- Stored dataset items:
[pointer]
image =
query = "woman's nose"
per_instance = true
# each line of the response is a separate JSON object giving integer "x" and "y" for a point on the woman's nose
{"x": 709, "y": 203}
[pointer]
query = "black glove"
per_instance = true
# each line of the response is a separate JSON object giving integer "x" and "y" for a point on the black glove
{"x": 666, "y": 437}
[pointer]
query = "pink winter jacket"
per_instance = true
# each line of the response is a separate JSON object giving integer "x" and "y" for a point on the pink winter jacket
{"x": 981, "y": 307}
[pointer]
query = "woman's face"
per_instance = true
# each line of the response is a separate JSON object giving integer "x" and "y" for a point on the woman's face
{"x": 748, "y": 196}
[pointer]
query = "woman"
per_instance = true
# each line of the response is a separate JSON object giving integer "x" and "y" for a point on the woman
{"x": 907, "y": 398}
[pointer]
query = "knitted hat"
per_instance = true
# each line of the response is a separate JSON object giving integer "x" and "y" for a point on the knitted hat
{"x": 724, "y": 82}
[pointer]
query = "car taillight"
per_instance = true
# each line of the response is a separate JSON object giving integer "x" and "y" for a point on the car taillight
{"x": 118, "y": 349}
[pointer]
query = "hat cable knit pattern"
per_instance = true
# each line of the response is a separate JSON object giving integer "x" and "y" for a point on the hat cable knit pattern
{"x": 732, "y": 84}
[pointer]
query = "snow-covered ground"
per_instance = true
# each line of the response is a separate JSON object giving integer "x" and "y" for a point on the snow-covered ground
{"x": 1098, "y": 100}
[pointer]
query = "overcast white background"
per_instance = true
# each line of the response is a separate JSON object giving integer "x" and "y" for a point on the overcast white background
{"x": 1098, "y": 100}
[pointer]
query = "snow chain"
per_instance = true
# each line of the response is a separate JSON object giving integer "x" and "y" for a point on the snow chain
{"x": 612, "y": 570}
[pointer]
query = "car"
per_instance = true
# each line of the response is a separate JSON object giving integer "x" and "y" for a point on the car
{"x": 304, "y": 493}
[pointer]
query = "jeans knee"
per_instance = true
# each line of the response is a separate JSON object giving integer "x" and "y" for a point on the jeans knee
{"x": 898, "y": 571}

- Problem statement: Each of the records should be retyped exactly.

- Output:
[pointer]
image =
query = "woman's nose"
per_instance = true
# each line of the response is a separate JSON object giving integer "x" and "y" for a point on the woman's nose
{"x": 709, "y": 203}
[pointer]
query = "black glove"
per_instance = true
# each line of the response is a separate JSON object giving integer "x" and "y" for a point on the black glove
{"x": 666, "y": 437}
[pointer]
query = "pink winter jacket"
per_instance = true
# each line of the response is a separate JSON object giving integer "x" and "y" for a point on the pink winter jacket
{"x": 981, "y": 307}
[pointer]
query = "woman's face"
per_instance = true
# each line of the response is a separate JSON object giving integer "x" and "y" for a point on the woman's face
{"x": 748, "y": 196}
[pointer]
query = "woman"
per_instance = true
# each line of the response is a separate JSON object giving integer "x" and "y" for a point on the woman
{"x": 907, "y": 398}
[pointer]
query = "knitted hat"
per_instance = true
# each line of the response is a separate JSON object giving integer "x" and "y" for a point on the knitted hat
{"x": 724, "y": 82}
[pointer]
query = "car taillight"
per_instance = true
# each line of the response is a separate JSON object giving integer "x" and "y" for a point on the car taillight
{"x": 118, "y": 349}
[pointer]
query = "hat cable knit pattern"
per_instance = true
# each line of the response is a separate JSON object giving integer "x" and "y" for a point on the hat cable knit pattern
{"x": 732, "y": 84}
[pointer]
query = "snow-covered ground"
per_instance = true
# each line of the response is a separate JSON object giving integer "x" and "y" for a point on the snow-covered ground
{"x": 1098, "y": 100}
[pointer]
query = "overcast white background"
per_instance = true
# each line of the response is a separate JSON object giving integer "x" and "y" for a point on the overcast white background
{"x": 1098, "y": 100}
[pointer]
query = "snow chain"
per_instance = true
# each line of the response is a separate JSON object giving integer "x" and "y" for a point on the snow chain
{"x": 612, "y": 570}
[pointer]
query = "car"
per_instance = true
# each line of the response is a separate JSON object giving integer "x" and "y" for a point on the car
{"x": 304, "y": 493}
[pointer]
query = "jeans knee"
per_instance = true
# each line of the response is a separate JSON object giving integer "x" and "y" for a point on the jeans knee
{"x": 898, "y": 571}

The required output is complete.